■ **CONSIGNE**
Quelles lignes ci-dessous contiennent le mot "hedge" ? Repérez-les toutes et recopiez-les.
#### DONNÉES EXTRAITES ####
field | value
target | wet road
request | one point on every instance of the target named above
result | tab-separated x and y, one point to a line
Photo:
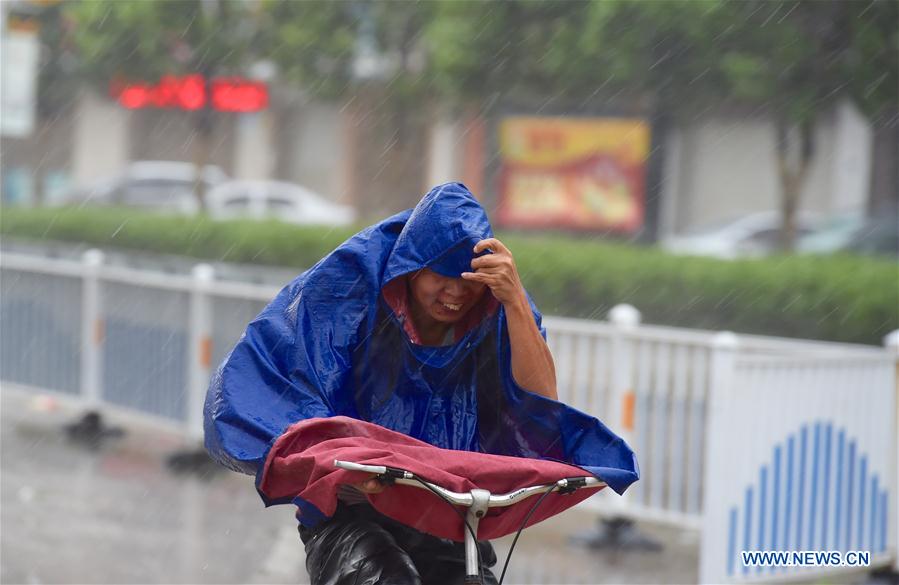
119	515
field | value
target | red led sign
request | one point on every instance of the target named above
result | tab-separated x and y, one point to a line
230	94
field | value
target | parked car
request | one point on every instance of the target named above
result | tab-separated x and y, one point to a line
854	233
158	185
756	234
277	200
878	236
831	235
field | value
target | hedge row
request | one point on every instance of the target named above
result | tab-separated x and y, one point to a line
835	298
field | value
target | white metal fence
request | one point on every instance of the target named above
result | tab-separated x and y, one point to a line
147	341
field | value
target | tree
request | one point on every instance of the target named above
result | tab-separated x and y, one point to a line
124	41
369	57
792	59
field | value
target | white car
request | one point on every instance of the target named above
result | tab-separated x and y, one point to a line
276	200
156	185
756	234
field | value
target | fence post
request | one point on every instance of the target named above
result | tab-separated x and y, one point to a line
712	561
200	348
891	344
625	319
92	330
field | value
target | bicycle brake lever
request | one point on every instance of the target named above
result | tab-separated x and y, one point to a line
571	484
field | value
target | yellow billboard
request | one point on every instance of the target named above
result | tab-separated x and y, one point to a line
578	173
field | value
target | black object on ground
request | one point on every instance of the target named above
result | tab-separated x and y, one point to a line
617	534
91	431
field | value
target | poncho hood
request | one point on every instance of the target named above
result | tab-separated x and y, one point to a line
330	344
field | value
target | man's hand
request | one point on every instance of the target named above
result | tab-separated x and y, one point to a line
498	272
370	486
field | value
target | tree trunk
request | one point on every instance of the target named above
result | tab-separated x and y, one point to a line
884	187
792	170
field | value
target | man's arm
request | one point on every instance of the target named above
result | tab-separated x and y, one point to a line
532	362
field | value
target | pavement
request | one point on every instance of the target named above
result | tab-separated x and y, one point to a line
70	513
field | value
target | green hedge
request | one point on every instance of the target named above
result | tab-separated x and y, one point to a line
836	298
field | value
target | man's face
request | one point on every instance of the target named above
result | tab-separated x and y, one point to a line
442	298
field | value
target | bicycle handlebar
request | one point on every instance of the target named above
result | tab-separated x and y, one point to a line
403	477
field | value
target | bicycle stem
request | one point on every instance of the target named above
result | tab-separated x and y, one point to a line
480	501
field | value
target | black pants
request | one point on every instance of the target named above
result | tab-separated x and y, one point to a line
359	546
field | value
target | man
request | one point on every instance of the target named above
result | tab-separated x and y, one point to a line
419	324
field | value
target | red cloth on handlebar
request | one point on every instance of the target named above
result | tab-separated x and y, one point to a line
300	465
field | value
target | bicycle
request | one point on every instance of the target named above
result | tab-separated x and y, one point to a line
477	501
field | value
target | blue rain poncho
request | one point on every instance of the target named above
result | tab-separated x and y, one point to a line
337	341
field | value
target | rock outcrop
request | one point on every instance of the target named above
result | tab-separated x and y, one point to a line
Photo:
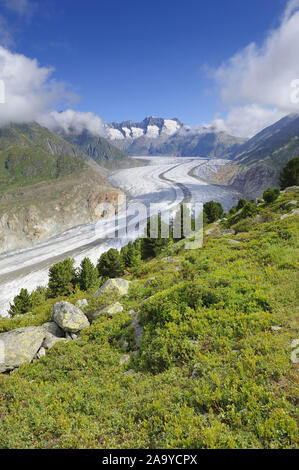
117	286
49	208
111	310
20	346
70	318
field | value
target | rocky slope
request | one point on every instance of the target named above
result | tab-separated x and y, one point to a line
158	136
47	185
34	213
259	161
100	150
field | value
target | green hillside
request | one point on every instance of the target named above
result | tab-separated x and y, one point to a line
214	368
30	153
274	146
21	166
100	150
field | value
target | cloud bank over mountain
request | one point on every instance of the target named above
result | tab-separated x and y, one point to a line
255	84
31	94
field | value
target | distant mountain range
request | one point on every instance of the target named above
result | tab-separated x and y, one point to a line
48	185
158	136
259	161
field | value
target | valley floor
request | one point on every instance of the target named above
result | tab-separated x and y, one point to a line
164	181
217	364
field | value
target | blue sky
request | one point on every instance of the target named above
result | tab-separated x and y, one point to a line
131	59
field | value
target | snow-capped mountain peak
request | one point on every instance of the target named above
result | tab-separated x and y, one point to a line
151	127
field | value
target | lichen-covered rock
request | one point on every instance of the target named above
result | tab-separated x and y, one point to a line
117	286
70	318
291	189
41	353
111	310
138	330
125	358
294	212
151	282
50	340
20	346
81	303
53	329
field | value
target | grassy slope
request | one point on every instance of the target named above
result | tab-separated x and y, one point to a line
102	151
30	153
215	313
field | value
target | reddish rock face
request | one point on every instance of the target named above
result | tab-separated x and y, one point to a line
35	213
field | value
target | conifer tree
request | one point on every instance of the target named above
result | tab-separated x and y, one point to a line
152	246
111	264
62	278
88	276
21	303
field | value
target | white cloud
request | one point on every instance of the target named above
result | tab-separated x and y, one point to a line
32	95
73	121
5	35
258	78
21	7
30	91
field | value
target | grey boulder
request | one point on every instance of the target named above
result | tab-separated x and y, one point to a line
117	286
20	346
70	318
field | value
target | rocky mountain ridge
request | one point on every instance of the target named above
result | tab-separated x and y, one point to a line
159	136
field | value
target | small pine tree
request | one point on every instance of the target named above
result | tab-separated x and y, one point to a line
62	278
88	275
111	264
133	256
270	195
241	204
21	303
248	210
152	246
213	211
180	223
290	174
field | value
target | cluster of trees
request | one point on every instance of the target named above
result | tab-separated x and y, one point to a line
64	278
290	174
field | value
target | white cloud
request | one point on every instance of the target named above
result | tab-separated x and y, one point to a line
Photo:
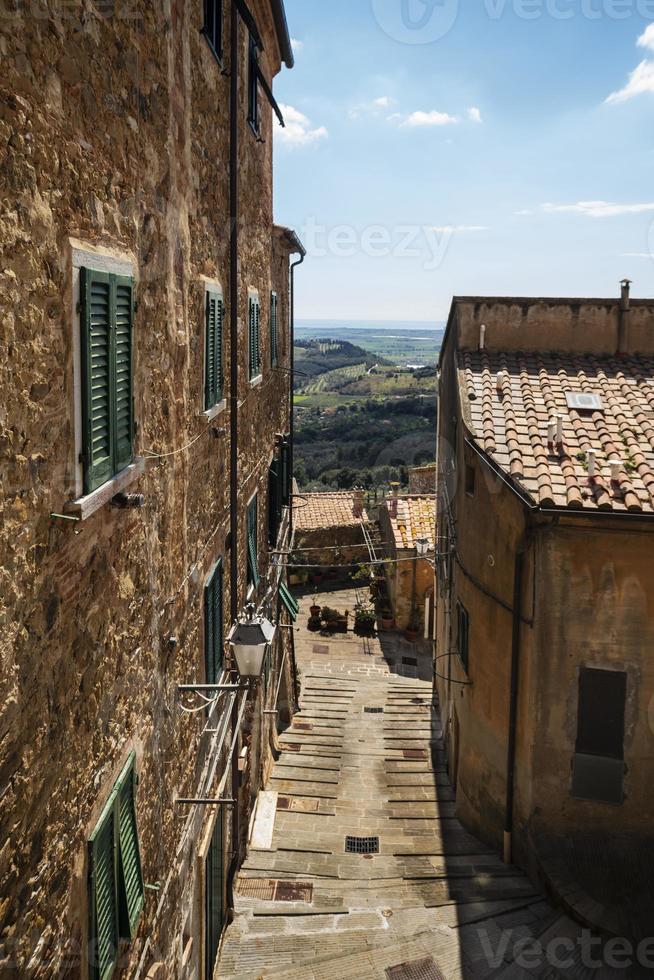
597	209
458	229
646	40
298	131
641	82
432	118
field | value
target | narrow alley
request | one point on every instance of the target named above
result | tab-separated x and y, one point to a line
362	767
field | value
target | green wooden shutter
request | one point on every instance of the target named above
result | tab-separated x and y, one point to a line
123	371
96	346
131	891
103	907
213	628
253	563
274	354
213	351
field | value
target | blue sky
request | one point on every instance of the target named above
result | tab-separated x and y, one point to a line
498	147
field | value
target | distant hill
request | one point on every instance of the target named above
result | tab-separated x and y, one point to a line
320	356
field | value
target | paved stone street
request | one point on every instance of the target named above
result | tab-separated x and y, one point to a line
364	759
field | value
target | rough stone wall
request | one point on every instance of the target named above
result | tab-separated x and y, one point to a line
114	131
422	479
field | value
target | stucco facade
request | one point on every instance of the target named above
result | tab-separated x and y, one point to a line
114	153
537	598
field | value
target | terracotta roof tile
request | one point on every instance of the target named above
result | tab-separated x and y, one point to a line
515	401
416	518
312	511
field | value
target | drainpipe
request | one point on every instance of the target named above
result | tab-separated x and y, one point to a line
233	418
291	426
625	317
514	696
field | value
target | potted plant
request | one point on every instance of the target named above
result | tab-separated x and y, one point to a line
364	620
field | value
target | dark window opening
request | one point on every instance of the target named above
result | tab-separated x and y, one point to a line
463	635
213	26
598	767
253	86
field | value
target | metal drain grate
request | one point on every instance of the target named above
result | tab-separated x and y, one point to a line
415	970
270	890
362	845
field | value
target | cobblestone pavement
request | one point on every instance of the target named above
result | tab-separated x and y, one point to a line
432	903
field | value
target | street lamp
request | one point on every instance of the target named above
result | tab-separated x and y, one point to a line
422	547
249	639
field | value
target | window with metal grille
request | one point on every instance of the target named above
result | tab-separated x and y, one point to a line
213	26
361	845
254	337
253	86
116	892
463	635
252	543
107	317
213	356
213	625
598	766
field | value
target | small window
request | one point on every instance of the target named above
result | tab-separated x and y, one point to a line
254	337
107	319
274	342
463	635
213	26
599	752
116	893
252	543
213	355
213	625
253	86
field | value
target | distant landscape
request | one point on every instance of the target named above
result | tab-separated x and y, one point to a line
365	398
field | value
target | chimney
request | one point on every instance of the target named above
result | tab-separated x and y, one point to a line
392	503
625	317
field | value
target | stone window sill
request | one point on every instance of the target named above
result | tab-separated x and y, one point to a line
214	412
84	507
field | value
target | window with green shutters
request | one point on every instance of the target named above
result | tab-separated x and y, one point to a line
116	893
254	337
213	356
107	320
274	343
213	625
252	543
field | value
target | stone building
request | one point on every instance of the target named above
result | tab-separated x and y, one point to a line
328	532
144	420
546	572
404	520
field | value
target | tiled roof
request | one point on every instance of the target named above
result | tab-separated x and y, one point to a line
416	518
512	398
313	511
####
■ **EXERCICE CORRIGÉ**
target | hedge row
target | green hedge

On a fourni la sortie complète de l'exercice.